Celdas (Prison Cells)

 

My ongoing photographic series seeks to address the experience of alienation, fear and displacement Hondurans experience as a consequence of the unspeakable violence, poverty and political instability, which has taken over the country.

The cycle is repeated when they seek refuge in the United States due to current anti-immigrant policies and political rhetoric used to dehumanize central americans.

 

The research-based tableaus, which I construct throughout the U.S. and then document (mostly on 120 film) with an image as the final form, are counter-narratives to  direct representations of violence in the media. The nomadic process of this work helps me to better understand and effectively convey the psychological trauma, which individuals fleeing the violence experience when they arrive to the U.S.

 

An important aspect of my work is the tension between cultural assimilation and the persistence of cultural identity and memory. “The presence of specific objects such as CD’s, flowers or candles, solicit an intimacy with the most private aspects of the lived experience “(1). By bringing natural elements such as tree leaves, sand or found materials from the area into my constructed stages I recall the individual’s capacity of make-do.

◆ Exercise prompt
Copy everything in the statement on the Celdas photographic series above from "Celdas (Prison Cells)" down to "dehumanize central americans.", without changing a word.

◆ Information supplied
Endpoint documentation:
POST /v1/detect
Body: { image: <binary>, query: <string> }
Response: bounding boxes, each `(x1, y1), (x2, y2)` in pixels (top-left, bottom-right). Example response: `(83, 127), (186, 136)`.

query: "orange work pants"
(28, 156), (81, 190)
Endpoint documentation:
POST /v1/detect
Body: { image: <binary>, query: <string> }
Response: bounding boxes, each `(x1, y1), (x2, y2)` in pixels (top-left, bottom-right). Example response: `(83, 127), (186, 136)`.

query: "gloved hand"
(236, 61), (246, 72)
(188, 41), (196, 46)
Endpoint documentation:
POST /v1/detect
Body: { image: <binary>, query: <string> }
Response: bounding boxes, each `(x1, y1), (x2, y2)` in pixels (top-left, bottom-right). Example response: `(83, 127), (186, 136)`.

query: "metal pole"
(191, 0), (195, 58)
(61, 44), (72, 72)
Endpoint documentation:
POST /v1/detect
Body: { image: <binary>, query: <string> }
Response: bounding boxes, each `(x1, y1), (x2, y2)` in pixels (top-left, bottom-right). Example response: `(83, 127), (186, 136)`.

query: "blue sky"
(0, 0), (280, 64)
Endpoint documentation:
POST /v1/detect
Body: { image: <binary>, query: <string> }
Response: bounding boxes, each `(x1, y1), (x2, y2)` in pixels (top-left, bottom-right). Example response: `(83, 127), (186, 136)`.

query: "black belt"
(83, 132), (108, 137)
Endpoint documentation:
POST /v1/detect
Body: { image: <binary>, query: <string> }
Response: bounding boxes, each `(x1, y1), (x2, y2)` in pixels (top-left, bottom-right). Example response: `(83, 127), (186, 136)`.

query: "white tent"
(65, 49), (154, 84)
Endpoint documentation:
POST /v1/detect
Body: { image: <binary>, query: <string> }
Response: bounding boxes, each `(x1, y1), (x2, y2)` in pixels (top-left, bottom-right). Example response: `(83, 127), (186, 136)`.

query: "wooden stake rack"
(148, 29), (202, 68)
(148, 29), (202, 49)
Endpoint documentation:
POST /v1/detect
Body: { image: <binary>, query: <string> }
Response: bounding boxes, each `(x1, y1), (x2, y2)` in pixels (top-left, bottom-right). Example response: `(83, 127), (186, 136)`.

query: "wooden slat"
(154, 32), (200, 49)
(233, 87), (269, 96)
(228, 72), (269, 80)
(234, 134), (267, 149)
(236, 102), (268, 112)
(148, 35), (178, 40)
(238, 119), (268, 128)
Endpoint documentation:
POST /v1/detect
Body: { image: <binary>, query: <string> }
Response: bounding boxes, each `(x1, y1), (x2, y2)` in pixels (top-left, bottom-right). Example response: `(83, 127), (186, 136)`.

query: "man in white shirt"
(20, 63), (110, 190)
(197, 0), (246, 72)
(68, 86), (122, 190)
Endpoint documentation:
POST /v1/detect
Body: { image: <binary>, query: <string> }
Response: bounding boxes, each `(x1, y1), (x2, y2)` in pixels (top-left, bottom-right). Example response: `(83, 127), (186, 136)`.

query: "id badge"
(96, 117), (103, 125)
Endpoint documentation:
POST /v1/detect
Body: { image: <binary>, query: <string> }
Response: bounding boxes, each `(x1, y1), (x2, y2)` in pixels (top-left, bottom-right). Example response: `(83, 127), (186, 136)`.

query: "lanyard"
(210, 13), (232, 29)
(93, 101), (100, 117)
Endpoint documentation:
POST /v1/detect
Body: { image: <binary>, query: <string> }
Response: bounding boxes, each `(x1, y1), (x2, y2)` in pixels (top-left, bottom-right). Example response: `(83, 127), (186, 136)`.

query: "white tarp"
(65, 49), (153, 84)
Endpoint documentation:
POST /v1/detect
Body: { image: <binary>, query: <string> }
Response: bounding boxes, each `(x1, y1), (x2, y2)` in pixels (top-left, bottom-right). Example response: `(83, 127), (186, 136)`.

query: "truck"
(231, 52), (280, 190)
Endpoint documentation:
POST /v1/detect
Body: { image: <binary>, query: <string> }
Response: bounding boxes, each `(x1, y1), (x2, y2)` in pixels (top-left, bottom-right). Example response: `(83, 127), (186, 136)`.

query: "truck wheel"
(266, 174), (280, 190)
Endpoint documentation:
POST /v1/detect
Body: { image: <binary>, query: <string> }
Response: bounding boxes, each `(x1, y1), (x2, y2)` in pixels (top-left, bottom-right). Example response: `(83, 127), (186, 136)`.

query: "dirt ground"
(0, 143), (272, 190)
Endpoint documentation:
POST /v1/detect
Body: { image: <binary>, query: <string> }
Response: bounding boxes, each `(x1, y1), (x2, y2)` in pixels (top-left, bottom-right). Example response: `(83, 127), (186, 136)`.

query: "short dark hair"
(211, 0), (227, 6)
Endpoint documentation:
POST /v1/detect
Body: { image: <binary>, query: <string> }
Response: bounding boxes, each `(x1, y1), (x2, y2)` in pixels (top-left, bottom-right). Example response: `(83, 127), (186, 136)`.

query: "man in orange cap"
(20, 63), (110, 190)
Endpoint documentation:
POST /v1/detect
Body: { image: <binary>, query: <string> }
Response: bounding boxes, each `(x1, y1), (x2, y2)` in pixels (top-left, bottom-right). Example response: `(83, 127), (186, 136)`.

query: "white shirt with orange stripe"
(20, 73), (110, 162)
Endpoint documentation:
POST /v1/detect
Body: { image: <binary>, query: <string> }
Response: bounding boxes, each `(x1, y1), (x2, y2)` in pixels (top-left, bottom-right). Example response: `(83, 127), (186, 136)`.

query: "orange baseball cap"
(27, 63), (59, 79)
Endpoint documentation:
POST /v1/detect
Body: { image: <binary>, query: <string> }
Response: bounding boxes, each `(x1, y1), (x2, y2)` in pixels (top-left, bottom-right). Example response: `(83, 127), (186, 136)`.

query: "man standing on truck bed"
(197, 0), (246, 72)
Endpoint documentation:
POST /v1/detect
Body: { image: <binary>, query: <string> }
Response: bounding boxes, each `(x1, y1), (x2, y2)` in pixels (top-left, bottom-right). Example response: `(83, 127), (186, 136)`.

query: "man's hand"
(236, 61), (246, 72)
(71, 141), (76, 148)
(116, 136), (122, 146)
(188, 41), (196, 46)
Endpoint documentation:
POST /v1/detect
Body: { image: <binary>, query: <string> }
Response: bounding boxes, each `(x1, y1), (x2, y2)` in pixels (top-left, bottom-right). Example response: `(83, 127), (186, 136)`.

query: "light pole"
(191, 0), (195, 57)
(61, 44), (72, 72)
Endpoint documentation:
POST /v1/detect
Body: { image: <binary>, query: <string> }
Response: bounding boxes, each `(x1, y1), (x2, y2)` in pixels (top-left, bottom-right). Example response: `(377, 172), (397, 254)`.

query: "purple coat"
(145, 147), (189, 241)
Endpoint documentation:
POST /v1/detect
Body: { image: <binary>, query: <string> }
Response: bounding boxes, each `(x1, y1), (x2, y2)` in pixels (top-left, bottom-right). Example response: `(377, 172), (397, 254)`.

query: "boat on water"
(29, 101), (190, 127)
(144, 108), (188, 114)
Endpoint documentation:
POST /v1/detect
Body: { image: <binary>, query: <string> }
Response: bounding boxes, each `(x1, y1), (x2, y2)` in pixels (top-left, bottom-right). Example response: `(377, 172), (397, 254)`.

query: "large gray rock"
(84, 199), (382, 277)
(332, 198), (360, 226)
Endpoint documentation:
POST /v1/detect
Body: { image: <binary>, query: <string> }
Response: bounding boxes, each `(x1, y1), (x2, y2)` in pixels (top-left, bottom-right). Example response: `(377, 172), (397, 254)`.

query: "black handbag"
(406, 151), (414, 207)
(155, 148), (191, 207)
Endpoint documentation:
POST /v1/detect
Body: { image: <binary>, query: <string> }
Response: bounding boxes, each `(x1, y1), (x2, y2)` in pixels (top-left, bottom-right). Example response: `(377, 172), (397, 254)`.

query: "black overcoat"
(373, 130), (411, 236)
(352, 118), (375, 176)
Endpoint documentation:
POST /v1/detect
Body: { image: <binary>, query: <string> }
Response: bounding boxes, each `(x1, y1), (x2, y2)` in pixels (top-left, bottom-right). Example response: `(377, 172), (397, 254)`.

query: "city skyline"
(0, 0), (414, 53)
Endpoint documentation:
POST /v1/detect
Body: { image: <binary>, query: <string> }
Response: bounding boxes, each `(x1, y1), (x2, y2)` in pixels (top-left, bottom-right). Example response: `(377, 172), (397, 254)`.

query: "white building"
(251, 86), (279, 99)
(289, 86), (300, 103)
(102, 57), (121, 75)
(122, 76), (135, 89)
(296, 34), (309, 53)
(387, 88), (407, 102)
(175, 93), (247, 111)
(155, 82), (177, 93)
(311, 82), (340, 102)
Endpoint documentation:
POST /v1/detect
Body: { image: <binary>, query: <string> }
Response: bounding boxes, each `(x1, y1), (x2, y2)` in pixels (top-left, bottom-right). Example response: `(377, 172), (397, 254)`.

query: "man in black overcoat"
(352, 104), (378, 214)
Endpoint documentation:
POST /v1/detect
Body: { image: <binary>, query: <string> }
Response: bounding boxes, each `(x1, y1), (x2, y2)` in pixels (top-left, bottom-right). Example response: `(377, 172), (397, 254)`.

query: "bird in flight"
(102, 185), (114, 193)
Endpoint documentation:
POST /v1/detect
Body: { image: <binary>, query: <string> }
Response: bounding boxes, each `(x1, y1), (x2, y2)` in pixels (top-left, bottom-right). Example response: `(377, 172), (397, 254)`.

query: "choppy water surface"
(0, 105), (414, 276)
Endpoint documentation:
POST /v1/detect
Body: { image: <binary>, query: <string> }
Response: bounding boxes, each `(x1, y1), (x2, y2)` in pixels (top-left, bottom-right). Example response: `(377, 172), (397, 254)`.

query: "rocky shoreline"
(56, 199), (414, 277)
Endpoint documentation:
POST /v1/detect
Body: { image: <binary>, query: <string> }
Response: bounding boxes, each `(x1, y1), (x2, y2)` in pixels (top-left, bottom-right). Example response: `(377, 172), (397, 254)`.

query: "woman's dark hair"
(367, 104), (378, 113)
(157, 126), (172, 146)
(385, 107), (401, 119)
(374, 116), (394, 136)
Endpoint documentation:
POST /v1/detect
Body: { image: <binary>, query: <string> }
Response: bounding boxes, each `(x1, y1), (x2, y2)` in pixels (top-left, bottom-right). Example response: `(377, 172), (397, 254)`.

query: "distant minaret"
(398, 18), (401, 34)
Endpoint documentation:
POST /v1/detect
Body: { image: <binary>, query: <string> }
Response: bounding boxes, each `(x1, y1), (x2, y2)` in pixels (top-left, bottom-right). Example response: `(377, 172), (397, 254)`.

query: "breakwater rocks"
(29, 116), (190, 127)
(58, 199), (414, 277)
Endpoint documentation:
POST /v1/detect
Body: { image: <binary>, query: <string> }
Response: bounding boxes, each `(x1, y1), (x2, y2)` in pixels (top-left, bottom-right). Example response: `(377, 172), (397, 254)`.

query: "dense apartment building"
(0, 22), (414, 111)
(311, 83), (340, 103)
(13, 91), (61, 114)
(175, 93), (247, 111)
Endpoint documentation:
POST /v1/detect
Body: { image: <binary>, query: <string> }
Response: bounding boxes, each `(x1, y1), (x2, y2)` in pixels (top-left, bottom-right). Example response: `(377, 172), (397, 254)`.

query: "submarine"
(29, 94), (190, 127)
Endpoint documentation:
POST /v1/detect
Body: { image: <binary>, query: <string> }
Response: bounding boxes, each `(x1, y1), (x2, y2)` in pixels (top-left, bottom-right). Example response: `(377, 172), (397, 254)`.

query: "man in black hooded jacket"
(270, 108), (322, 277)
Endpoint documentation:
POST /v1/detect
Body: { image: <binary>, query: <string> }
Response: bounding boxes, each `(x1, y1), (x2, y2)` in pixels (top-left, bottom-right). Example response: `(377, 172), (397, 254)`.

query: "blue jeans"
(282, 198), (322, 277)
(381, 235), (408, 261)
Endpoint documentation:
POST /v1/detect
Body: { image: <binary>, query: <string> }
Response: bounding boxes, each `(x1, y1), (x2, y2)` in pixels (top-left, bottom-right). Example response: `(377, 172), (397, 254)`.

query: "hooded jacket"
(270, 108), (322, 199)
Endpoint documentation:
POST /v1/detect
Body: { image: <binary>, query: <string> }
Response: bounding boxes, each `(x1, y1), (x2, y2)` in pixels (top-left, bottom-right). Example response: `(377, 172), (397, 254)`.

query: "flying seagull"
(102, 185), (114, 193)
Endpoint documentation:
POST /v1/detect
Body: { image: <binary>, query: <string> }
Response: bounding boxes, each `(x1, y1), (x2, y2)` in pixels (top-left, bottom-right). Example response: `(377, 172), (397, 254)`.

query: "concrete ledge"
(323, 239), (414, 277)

◆ Answer for the task
Celdas (Prison Cells)

 

My ongoing photographic series seeks to address the experience of alienation, fear and displacement Hondurans experience as a consequence of the unspeakable violence, poverty and political instability, which has taken over the country.

The cycle is repeated when they seek refuge in the United States due to current anti-immigrant policies and political rhetoric used to dehumanize central americans.